**** DOCUMENT TEXT

Criminologists acted rashly in the 1930s, the authors say, by deciding to ignore low IQ as a significant factor in crime. "For four decades," they write, "large bodies of evidence have consistently shown about a ten-point gap between the average offender and nonoffender in Great Britain and in the U.S." Though the authors make much of this difference, it may mean only that low-IQ criminals tend to get caught more often than their smarter colleagues. But for the authors, the important finding is that low IQ is associated with a particular kind of crime: impulsive acts with an immediate payoff, such as rapes and muggings. Though this finding may be interpreted in many ways, Wilson and Herrnstein suggest that the inability to think or plan past "short time horizons" may predispose a person toward crime.
Another constitutional flaw, they believe, may be at work in remorseless people who lack conscience. If conscience is the product of conditioning, they write, "persons deficient in conscience may turn out to be persons who for various reasons resist classic conditioning--they do not internalize rules as easily as do others."
Leon Kamin, a Princeton psychologist who has long opposed Herrnstein in the IQ debate, thinks the Wilson-Herrnstein material is based on unsound studies. "Fashions change in the social sciences," he says. "Sometimes the environmentalists are in the saddle, so they will look at fatally flawed data and say, 'Look, these suggest an environmental interpretation,' and other times the hereditarians are in the saddle and say, 'Look, these suggest a genetic interpretation.' The data are fundamentally ambiguous, and, in fact, scientists have no basis to come to any conclusions with data of this sort."

********

» **WHAT YOU SHOULD DO**
Write a continuation of the text on the Wilson-Herrnstein crime theory, picking up after its final sentence.

**** SOURCE INFORMATION

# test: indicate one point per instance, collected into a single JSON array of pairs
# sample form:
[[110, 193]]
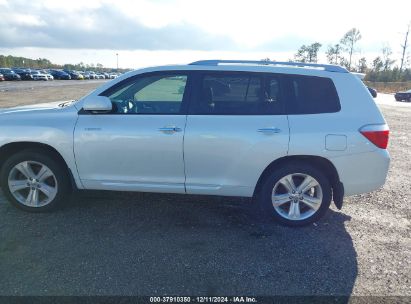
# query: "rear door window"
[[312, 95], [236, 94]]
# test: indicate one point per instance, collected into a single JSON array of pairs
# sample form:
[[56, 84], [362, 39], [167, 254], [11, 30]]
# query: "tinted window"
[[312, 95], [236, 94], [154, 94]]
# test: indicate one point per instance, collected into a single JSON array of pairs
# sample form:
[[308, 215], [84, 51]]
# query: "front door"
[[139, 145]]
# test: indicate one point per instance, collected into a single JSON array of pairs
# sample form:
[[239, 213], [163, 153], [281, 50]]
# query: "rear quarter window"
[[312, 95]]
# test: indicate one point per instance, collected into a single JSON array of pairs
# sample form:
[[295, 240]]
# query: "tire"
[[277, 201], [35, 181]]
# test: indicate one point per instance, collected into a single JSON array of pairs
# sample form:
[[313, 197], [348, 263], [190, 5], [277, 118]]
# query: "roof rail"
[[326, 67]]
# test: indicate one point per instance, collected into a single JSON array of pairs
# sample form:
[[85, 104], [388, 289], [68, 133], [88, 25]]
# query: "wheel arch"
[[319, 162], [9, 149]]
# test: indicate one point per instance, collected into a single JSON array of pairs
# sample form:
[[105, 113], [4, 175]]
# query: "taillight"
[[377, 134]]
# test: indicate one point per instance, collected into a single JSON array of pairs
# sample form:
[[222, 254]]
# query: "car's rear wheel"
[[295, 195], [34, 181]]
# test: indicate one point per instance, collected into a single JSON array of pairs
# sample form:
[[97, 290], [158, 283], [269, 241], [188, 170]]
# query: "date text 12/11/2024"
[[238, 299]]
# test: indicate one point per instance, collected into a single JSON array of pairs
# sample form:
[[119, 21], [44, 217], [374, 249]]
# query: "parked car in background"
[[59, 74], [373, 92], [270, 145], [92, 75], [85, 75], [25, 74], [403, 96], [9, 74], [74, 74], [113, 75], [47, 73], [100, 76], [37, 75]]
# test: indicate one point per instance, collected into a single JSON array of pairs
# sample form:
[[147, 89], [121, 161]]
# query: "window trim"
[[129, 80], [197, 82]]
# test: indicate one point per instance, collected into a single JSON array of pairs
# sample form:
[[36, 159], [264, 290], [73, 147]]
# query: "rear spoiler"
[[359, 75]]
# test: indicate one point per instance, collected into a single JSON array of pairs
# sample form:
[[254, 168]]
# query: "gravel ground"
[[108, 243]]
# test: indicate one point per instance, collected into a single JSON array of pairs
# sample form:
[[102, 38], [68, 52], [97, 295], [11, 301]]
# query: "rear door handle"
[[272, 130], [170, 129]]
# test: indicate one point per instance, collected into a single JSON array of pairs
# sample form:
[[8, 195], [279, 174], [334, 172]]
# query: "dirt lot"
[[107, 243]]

********
**** SOURCE INFORMATION

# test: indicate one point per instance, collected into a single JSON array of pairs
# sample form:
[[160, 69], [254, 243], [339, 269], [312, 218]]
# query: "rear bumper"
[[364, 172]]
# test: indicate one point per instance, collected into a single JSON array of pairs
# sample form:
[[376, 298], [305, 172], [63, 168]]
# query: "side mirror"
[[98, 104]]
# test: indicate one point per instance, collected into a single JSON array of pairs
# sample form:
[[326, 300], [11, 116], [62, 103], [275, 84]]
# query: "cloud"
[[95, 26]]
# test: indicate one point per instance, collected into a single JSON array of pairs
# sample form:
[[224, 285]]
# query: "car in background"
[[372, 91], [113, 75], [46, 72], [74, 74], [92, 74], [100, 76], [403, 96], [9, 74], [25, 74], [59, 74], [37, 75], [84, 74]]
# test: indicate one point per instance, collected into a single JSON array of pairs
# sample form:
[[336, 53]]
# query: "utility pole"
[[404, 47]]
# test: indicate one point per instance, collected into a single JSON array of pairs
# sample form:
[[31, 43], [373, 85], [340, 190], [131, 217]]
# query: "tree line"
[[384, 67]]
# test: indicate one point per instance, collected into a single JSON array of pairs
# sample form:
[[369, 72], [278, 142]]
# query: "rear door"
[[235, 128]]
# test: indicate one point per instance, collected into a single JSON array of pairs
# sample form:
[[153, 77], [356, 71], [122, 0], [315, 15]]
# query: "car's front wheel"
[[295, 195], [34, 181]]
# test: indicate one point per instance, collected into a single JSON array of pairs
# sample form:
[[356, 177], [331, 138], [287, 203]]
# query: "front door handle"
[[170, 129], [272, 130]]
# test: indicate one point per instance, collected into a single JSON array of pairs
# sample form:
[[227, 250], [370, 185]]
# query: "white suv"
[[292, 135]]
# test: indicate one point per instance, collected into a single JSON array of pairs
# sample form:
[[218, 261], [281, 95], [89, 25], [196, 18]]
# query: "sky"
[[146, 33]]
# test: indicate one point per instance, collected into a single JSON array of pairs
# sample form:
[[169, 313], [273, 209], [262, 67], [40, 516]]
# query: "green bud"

********
**** SOURCE INFORMATION

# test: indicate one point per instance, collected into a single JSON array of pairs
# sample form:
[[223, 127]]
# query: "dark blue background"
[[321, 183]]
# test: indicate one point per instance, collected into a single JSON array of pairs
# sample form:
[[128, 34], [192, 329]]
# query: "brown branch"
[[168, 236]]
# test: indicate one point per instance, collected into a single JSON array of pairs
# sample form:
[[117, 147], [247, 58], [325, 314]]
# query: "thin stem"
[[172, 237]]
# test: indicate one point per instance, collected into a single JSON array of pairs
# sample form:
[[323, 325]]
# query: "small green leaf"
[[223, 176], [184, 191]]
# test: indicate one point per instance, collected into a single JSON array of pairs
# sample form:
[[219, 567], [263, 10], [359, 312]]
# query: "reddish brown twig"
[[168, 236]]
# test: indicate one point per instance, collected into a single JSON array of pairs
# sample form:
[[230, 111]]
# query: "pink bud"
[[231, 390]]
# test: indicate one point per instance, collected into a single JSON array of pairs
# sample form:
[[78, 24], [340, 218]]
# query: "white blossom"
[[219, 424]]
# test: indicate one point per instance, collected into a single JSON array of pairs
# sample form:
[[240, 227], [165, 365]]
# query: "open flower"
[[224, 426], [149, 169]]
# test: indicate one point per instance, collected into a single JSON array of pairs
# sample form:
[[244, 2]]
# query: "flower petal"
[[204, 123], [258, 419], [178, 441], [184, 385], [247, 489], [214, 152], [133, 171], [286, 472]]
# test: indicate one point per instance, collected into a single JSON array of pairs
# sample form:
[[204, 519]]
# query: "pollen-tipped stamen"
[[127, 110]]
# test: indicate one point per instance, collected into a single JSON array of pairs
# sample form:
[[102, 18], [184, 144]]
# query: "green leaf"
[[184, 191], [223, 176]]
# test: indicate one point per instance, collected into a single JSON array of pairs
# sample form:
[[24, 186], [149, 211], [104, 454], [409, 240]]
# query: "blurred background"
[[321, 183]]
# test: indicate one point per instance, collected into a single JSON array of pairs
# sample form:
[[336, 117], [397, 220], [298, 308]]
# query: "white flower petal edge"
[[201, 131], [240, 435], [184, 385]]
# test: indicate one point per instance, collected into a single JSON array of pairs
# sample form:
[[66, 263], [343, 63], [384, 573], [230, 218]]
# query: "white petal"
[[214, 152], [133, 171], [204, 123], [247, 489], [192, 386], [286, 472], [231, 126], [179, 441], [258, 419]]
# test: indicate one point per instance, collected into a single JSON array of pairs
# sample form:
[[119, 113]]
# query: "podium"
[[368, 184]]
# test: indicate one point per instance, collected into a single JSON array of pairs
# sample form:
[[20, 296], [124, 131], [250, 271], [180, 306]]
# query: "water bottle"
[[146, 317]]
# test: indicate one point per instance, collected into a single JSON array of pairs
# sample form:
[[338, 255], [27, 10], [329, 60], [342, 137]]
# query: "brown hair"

********

» **ANSWER**
Others in the field are more impressed by Wilson and Herrnstein. Dr. Frank Elliott, emeritus professor of neurology at the University of Pennsylvania, though a bit dubious about the conclusions on IQ, says of the authors, "Theirs is the philosophy of this subject which is going to stand. Most of the work done on criminality by sociologists never mentions heredity. For either political or philosophical reasons, they don't like the feeling that your temperament or your personality is in any way influenced by heredity. That's nonsense."
The authors have been careful to discount race as one of the constitutional factors that might affect crime rates. They write that studies show "race is far less important than age, sex, intelligence and the other individual factors that vary within races." That may not be enough to mollify some liberals in the field, who are already beginning to call Crime and Human Nature a right-wing book for a right-wing age. "This has nothing to do with the conservative times," Wilson insists. "Do not put the book in that framework."
The book, in fact, is not overwhelmingly convincing, but it is in tune with the times, and may help restore some balance in its field. Wilson admits that the case for biological factors in crime was jettisoned in the early 1960s partly because of the shifting temper of the country. It may catch on again now because of a different national mood.